EXERCISE MATERIAL:

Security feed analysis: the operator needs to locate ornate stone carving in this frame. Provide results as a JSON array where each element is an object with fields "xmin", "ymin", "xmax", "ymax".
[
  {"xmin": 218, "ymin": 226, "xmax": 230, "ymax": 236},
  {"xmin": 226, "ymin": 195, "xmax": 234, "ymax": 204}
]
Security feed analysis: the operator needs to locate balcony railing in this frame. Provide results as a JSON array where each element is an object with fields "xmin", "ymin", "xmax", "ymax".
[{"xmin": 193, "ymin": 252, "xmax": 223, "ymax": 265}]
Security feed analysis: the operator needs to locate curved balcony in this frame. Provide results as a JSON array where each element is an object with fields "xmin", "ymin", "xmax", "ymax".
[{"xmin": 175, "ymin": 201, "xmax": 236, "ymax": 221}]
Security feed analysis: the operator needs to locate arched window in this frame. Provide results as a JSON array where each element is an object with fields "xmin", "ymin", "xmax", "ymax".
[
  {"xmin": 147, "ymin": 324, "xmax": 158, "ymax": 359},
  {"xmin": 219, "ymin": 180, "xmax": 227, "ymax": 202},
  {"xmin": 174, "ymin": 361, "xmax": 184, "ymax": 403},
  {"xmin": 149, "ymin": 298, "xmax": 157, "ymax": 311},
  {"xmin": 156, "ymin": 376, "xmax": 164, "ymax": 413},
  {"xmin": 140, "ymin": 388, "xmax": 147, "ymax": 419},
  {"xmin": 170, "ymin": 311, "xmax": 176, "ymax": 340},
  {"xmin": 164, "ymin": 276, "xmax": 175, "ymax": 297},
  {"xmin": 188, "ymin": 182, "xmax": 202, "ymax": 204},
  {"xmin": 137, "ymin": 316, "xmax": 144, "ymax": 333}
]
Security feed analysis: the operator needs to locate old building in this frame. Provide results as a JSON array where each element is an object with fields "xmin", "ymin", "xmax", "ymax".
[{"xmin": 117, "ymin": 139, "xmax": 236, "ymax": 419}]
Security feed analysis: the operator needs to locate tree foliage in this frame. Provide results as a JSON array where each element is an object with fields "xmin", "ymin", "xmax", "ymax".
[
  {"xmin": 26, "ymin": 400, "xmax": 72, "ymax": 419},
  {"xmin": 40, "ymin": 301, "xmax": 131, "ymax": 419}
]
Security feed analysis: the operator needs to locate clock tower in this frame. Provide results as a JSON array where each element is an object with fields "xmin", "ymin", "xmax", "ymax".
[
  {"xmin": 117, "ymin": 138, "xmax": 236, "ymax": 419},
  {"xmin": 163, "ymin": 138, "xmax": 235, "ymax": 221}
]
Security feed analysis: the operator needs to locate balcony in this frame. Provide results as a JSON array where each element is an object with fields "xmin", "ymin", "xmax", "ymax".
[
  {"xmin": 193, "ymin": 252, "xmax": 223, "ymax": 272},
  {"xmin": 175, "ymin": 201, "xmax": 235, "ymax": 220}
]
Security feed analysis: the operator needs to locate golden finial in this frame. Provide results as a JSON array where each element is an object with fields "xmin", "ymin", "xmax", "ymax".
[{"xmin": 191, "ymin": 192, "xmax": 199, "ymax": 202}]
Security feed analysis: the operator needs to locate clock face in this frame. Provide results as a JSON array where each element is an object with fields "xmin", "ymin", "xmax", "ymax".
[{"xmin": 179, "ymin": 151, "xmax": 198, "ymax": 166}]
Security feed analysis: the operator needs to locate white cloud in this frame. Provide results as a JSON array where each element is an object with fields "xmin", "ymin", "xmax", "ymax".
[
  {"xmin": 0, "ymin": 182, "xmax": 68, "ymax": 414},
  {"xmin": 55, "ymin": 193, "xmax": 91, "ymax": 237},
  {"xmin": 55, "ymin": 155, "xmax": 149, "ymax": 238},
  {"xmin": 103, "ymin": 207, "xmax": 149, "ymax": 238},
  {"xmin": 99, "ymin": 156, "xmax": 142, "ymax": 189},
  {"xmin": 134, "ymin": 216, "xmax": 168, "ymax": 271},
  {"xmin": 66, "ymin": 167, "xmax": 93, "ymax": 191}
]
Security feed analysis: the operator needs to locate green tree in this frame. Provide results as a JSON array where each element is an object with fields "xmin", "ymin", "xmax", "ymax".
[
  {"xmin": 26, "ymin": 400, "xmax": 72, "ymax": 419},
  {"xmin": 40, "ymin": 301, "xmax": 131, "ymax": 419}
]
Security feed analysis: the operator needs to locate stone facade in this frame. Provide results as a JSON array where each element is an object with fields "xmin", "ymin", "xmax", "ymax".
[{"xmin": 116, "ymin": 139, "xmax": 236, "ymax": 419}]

STATED GOAL:
Count the lines above that contain the string "tree", with case counting, and reply with the number only.

WORKED ANSWER:
2